### [Brief]
Set down each entry again exactly as written.

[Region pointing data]

────────

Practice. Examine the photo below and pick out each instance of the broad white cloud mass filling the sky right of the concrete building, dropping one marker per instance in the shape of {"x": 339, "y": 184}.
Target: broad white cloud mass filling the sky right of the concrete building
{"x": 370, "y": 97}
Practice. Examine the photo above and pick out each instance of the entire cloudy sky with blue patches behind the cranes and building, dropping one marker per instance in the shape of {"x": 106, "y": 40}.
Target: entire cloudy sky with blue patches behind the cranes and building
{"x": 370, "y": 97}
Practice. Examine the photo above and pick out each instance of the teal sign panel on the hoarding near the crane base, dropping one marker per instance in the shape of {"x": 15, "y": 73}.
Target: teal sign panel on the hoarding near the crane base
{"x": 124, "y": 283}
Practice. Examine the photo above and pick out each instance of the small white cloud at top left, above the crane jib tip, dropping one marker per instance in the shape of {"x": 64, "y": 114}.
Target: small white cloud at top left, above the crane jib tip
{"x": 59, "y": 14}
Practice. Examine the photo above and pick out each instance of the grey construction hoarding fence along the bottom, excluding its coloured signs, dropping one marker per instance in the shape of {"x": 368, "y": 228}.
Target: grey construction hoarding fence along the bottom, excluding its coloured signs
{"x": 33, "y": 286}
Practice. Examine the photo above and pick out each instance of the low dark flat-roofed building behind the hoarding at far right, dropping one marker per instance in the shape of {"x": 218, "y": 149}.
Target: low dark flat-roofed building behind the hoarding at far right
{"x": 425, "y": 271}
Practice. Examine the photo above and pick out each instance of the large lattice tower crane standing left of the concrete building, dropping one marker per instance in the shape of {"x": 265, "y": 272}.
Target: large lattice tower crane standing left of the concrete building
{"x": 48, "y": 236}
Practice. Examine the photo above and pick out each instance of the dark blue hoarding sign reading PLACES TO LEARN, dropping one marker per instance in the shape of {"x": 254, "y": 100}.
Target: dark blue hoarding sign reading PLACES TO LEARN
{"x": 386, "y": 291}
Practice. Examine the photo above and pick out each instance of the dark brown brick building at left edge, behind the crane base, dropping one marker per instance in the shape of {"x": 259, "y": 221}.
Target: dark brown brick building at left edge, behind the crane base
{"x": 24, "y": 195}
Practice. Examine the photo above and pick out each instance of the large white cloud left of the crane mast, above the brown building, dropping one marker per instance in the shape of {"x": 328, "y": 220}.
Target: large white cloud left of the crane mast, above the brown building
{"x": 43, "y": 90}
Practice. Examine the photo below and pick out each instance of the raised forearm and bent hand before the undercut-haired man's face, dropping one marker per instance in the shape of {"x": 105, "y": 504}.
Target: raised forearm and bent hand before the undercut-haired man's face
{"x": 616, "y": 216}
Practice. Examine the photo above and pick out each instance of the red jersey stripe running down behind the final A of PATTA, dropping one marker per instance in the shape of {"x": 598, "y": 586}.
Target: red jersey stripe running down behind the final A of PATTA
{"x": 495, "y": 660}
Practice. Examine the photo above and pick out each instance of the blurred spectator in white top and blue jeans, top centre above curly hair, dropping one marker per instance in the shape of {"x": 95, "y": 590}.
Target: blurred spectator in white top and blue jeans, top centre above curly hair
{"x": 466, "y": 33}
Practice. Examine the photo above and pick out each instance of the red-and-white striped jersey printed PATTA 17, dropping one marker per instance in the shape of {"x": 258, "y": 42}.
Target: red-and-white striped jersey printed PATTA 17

────────

### [Solution to the exercise]
Practice. Examine the photo below and pick out each instance of the broad white cloud mass filling the sky right of the concrete building, dropping one marker per instance in the shape of {"x": 339, "y": 184}.
Target: broad white cloud mass filling the sky right of the concrete building
{"x": 370, "y": 97}
Practice. Examine the photo above and pick out each instance of the entire cloudy sky with blue patches behind the cranes and building, dropping one marker per instance in the shape of {"x": 106, "y": 40}.
Target: entire cloudy sky with blue patches behind the cranes and building
{"x": 370, "y": 97}
Practice. Examine the photo above and pick out each instance of the teal sign panel on the hoarding near the crane base, dropping one marker per instance in the shape of {"x": 15, "y": 73}.
Target: teal sign panel on the hoarding near the crane base
{"x": 124, "y": 283}
Practice. Examine the photo above and pick out each instance of the small white cloud at top left, above the crane jib tip, dropping one marker per instance in the shape of {"x": 64, "y": 114}.
Target: small white cloud at top left, above the crane jib tip
{"x": 59, "y": 14}
Practice. Examine the photo above and pick out each instance of the grey construction hoarding fence along the bottom, excluding its coloured signs, dropping one marker per instance in the shape of {"x": 368, "y": 228}.
Target: grey construction hoarding fence along the bottom, excluding its coloured signs
{"x": 33, "y": 286}
Practice. Examine the photo above and pick out each instance of the low dark flat-roofed building behind the hoarding at far right, dropping one marker per instance in the shape of {"x": 218, "y": 149}.
Target: low dark flat-roofed building behind the hoarding at far right
{"x": 425, "y": 271}
Practice. Examine the photo above and pick out each instance of the large lattice tower crane standing left of the concrete building, dropping one marker per instance in the shape of {"x": 265, "y": 272}.
Target: large lattice tower crane standing left of the concrete building
{"x": 48, "y": 236}
Practice. Examine the photo above and pick out each instance of the dark blue hoarding sign reading PLACES TO LEARN, dropping one marker per instance in the shape of {"x": 254, "y": 100}.
Target: dark blue hoarding sign reading PLACES TO LEARN
{"x": 386, "y": 291}
Practice. Examine the photo above and pick out each instance of the dark brown brick building at left edge, behind the crane base, dropping one marker per instance in the shape of {"x": 259, "y": 221}.
Target: dark brown brick building at left edge, behind the crane base
{"x": 24, "y": 195}
Practice. Examine the photo above and pick out each instance of the large white cloud left of the crane mast, above the brown building, dropping one marker per instance in the shape of {"x": 328, "y": 220}.
Target: large white cloud left of the crane mast, above the brown building
{"x": 43, "y": 90}
Practice. Examine the photo below and pick out each instance of the raised forearm and bent hand before the undercut-haired man's face, dropping one marker per instance in the shape of {"x": 105, "y": 504}.
Target: raised forearm and bent hand before the undercut-haired man's face
{"x": 616, "y": 216}
Practice. Examine the photo above and pick out each instance of the red jersey stripe running down behind the final A of PATTA, dropping one marker per instance in the shape of {"x": 598, "y": 586}.
Target: red jersey stripe running down behind the final A of PATTA
{"x": 495, "y": 660}
Practice. Examine the photo above and pick out each instance of the blurred spectator in white top and blue jeans, top centre above curly hair, dropping one marker per instance in the shape of {"x": 95, "y": 590}.
Target: blurred spectator in white top and blue jeans, top centre above curly hair
{"x": 466, "y": 33}
Practice. Examine the photo above and pick out each instance of the red-and-white striped jersey printed PATTA 17, dropping one marker per instance in the shape of {"x": 258, "y": 42}.
Target: red-and-white striped jersey printed PATTA 17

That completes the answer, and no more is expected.